Records

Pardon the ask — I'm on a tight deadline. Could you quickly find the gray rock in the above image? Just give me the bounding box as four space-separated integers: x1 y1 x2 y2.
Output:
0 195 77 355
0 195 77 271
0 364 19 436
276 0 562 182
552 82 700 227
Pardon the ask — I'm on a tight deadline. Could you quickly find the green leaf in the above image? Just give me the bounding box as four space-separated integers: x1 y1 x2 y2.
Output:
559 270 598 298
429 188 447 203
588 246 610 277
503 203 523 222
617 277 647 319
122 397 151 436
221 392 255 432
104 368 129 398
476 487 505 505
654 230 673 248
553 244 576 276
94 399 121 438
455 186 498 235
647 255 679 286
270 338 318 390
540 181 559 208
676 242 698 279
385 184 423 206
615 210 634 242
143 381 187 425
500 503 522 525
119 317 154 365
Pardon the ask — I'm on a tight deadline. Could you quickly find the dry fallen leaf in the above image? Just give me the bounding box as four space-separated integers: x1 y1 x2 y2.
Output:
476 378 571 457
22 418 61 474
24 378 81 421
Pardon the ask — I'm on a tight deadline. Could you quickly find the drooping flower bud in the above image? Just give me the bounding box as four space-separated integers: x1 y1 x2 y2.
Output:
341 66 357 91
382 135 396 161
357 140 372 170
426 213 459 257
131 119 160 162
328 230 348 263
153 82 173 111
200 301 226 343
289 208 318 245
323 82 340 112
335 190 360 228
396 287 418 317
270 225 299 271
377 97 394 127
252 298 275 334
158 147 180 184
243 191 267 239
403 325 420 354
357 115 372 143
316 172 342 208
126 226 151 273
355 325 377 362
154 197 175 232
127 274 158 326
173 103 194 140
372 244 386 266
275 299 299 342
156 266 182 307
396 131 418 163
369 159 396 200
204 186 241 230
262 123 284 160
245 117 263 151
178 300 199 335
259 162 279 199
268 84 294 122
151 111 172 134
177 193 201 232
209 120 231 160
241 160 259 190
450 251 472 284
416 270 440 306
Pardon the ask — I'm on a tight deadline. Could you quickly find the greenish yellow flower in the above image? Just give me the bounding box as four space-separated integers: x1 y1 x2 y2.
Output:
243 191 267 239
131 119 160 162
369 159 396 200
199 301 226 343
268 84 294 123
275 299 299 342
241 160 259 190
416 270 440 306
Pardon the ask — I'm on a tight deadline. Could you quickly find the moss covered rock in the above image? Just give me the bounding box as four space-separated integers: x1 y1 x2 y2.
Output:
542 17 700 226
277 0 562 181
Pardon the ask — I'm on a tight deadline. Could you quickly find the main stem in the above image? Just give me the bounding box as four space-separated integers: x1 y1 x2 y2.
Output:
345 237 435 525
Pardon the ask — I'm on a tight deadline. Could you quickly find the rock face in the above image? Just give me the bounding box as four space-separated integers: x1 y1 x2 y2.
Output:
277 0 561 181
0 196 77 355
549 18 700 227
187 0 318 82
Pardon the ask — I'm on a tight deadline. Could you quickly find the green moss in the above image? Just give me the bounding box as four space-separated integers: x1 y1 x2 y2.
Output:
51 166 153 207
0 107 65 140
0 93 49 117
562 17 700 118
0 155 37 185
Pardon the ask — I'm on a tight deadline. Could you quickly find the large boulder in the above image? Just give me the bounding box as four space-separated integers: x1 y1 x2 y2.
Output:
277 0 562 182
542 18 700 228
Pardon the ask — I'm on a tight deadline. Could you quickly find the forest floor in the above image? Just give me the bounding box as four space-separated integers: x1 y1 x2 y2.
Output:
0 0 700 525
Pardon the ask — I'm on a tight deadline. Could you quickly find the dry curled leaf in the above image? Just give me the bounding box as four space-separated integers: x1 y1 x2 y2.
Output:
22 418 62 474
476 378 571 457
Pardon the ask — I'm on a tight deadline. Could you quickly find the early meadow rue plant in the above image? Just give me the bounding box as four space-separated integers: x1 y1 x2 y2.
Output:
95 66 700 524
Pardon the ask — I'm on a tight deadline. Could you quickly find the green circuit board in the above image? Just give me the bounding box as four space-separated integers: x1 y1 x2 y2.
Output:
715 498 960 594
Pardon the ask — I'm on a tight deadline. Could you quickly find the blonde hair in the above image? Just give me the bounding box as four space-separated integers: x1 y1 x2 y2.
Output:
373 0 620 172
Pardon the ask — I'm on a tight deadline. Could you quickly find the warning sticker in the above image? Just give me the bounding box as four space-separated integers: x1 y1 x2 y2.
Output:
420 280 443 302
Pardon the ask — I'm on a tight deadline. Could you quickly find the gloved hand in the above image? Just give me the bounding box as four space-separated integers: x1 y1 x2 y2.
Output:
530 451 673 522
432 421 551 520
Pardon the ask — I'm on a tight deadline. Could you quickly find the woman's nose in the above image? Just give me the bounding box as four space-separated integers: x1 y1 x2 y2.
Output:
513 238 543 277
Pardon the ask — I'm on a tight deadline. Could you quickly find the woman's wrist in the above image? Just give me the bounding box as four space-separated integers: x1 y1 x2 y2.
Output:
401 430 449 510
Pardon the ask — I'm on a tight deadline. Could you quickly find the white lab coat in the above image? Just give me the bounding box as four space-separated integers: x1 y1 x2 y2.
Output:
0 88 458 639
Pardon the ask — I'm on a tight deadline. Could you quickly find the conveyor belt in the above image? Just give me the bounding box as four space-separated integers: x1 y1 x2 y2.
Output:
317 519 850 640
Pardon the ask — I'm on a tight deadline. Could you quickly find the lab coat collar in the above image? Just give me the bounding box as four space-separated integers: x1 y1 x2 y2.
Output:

#### [EXERCISE]
Please write out all of the items above again, substituting "short deadline" for "tight deadline" everywhere it occurs and changing nothing else.

#### [CORRECT RESPONSE]
Pardon the ask — I'm on a short deadline. Could you quickly find the gray rock in the above image? Just give me the bounding box as four space-separated integers: x1 y1 x2 y2.
Output:
0 195 77 355
0 195 77 271
0 364 19 436
276 0 562 182
552 82 700 227
Pardon the ask — I'm on a short deadline. Could you quickly find the green leaf in the above image? Just give me the bounding box as four space-separated integers: x1 y1 x2 y2.
Output:
559 270 598 298
429 188 447 203
588 246 610 277
503 203 523 222
617 277 647 319
122 397 151 436
221 392 255 432
104 368 129 398
476 487 505 505
654 230 673 248
553 244 576 276
94 399 121 438
455 186 498 235
647 255 679 286
270 338 318 390
540 181 559 208
676 242 698 279
385 184 423 206
615 210 634 242
143 381 187 425
500 503 522 525
119 317 154 365
Pardon the ask — I'm on a short deadline. Could you quickly find the dry fallen leaf in the above image? Just give me the bounding box as four space-separated integers: x1 y1 x2 y2.
Output:
476 378 571 457
22 418 61 474
24 378 81 421
Pardon the ask — I'm on a short deadline. Could you quickly find the drooping flower bud in the above image? Just give me the bounding box as four space-separated integers: x1 y1 x2 y2.
Output:
341 66 357 91
382 135 396 161
357 140 372 170
426 213 459 257
131 119 160 162
328 230 348 263
153 82 173 111
200 301 226 343
289 208 318 245
323 82 340 112
335 190 360 228
396 287 418 317
270 225 299 271
377 97 394 127
252 298 275 334
158 147 180 184
243 191 267 239
403 325 420 354
357 115 372 143
316 172 342 208
126 226 151 273
355 325 377 362
154 197 175 232
127 274 158 326
173 103 194 140
372 244 386 266
275 299 299 342
156 266 182 307
396 131 418 163
369 159 396 200
204 186 241 230
262 123 284 160
245 117 263 151
178 300 199 335
259 162 279 199
268 84 294 122
151 111 172 134
177 193 201 232
209 120 231 160
241 160 259 190
450 251 472 284
416 270 440 306
Pardon the ask — I'm on a short deadline. Could you quickly find the greenish yellow flower in the above image? Just give me the bounding box as four space-separated integers: x1 y1 x2 y2.
Output:
243 191 267 239
131 119 160 162
369 159 396 200
199 301 226 343
268 84 294 123
275 299 299 342
241 160 259 190
416 270 440 306
Pardon the ask — I'm on a short deadline. Could you quickly find the moss covered rock in the above image? Just give me the bounding box as four space-separated integers: x1 y1 x2 y2.
Output:
542 17 700 226
277 0 562 181
Pardon the ask — I'm on a short deadline. Could you quickly find the main stem in the above image? Just give me the bounding box as four space-separated integers: x1 y1 x2 y2.
Output:
345 237 435 525
Pardon the ask — I'm on a short deadline. Could you quickly find the rock face in the above image? Just give me the bounding box as four space-separated integers: x1 y1 x2 y2.
Output:
277 0 561 181
0 196 77 355
549 18 700 227
187 0 318 82
Pardon the ask — I'm on a short deadline. Could you quickly find the green moss in the above image? Just give me the bounding box as four space-separated integers: x1 y1 x2 y2.
Output:
51 166 153 207
0 107 65 140
0 93 49 117
562 17 700 118
0 155 37 185
Pardon the ask — I'm on a short deadline. Could you quickly find the large boulder in the above image? Just give me the bounding box as four space-separated integers: x1 y1 x2 y2.
Output:
277 0 562 182
542 18 700 228
Pardon the ask — I'm on a short deadline. Could you quickly find the forest floor in the above image? Just give me the bounding box as four space-separated integers: x1 y1 x2 y2.
Output:
0 0 700 525
Pardon the ask — I'm on a short deadline. Could you quickly find the dry curled leaf in the above image? Just give me the bounding box as four space-separated integers: x1 y1 x2 y2.
Output:
22 418 62 474
476 378 571 457
Pardon the ask — I'm on a short deadline. Could you quickly find the early meadow rue plant in the above image? Just give me the bounding box as four space-separated integers: x1 y1 x2 y2.
Output:
95 66 700 524
Pardon the ask — I'm on a short deadline. Could you quickly find the green circuit board in the above image? Just give me the bounding box as four space-separated integers: x1 y1 x2 y2.
Output:
715 498 960 594
Pardon the ask — I'm on a short deadline. Could you quickly find the blonde hair in the above image? Just give me the bounding box as four space-separated integers: x1 y1 x2 y2.
Output:
373 0 620 172
Pardon the ask — I'm on a short deadline. Could you quickly find the warning sticker in the above image? Just give me the bounding box as four space-separated integers: x1 y1 x2 y2.
Output:
420 280 443 302
Pardon the ask — I'm on a short deadline. Could you quickly find the gloved hand in the above image? Just give me the bounding box as four space-separated integers: x1 y1 x2 y2.
Output:
530 451 673 522
432 421 551 520
Pardon the ask — I'm on a short deadline. Could you quickly find the woman's nose in the above image? Just give me the bounding box as four space-separated integers: x1 y1 x2 y2.
Output:
513 238 543 277
Pardon the ask — I'm on a short deadline. Could you quickly find the woman's wrist in the above image? Just give me the bounding box as four space-separated integers: x1 y1 x2 y2.
Output:
401 430 449 510
Pardon the ask — I'm on a short deadline. Could you quickly find the white lab coat in the above image? Just give me the bounding box as four space-separated integers: x1 y1 x2 y2.
Output:
0 88 458 639
Pardon the ask — I'm on a short deadline. Could you quickly find the conveyor belt in the above image? Just give me the bounding box as four space-separated integers: x1 y1 x2 y2.
Output:
317 519 850 640
Pardon the ask — I'm on a short deadline. Could you quickly find the lab coat collar in the above image? Just give me the bounding box as four space-separated integers: x1 y1 x2 y2.
Output:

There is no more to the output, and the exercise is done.